WHAT THE TASK ASKS - From the line with "Ground truth says the window is" down to the final line of the material below, quote every line exactly and leave out all lines before it.

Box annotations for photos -
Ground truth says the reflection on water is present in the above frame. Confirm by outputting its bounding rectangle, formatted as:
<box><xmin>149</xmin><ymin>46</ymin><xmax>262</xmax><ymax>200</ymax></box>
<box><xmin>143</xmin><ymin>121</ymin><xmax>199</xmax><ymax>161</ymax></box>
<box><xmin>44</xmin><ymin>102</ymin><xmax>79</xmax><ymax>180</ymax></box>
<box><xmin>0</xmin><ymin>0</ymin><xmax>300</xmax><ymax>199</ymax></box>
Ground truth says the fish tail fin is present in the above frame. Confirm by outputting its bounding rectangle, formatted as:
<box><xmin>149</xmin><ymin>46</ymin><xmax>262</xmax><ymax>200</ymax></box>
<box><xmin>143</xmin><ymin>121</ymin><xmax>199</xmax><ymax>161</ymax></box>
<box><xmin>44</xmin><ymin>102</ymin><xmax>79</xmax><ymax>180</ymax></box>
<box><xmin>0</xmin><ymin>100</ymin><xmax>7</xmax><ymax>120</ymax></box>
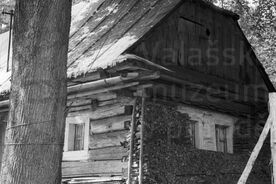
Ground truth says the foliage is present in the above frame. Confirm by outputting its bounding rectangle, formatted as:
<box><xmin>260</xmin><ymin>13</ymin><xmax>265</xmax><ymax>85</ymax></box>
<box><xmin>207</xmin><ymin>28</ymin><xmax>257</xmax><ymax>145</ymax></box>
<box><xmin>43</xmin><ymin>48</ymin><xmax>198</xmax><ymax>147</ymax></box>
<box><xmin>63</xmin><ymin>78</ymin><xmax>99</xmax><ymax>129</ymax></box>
<box><xmin>0</xmin><ymin>0</ymin><xmax>276</xmax><ymax>83</ymax></box>
<box><xmin>206</xmin><ymin>0</ymin><xmax>276</xmax><ymax>83</ymax></box>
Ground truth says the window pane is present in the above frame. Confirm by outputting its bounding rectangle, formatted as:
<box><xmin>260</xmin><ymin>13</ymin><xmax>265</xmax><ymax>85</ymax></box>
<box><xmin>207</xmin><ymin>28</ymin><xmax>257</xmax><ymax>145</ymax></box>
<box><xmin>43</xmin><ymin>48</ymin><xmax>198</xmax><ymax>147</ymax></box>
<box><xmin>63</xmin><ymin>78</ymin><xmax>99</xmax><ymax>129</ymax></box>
<box><xmin>74</xmin><ymin>124</ymin><xmax>84</xmax><ymax>151</ymax></box>
<box><xmin>216</xmin><ymin>125</ymin><xmax>227</xmax><ymax>153</ymax></box>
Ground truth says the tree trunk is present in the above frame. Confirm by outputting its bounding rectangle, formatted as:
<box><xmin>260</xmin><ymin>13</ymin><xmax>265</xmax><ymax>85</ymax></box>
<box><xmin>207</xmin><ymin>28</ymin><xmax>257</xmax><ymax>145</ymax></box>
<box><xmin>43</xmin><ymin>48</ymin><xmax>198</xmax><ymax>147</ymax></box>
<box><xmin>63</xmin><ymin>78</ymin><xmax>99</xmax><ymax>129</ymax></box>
<box><xmin>0</xmin><ymin>0</ymin><xmax>72</xmax><ymax>184</ymax></box>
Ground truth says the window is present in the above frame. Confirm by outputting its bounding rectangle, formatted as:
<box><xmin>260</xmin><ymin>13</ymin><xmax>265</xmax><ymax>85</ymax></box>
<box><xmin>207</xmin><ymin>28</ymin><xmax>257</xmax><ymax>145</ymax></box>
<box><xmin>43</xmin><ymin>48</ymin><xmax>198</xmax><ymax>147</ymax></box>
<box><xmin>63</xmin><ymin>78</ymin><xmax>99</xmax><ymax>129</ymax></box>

ANSWER FOR THE TASK -
Ground truth says the window is present in the above frame. Confirm by outputting its bounding rectangle, formatted as:
<box><xmin>260</xmin><ymin>13</ymin><xmax>265</xmax><ymax>85</ymax></box>
<box><xmin>207</xmin><ymin>28</ymin><xmax>257</xmax><ymax>145</ymax></box>
<box><xmin>43</xmin><ymin>48</ymin><xmax>198</xmax><ymax>147</ymax></box>
<box><xmin>63</xmin><ymin>78</ymin><xmax>99</xmax><ymax>129</ymax></box>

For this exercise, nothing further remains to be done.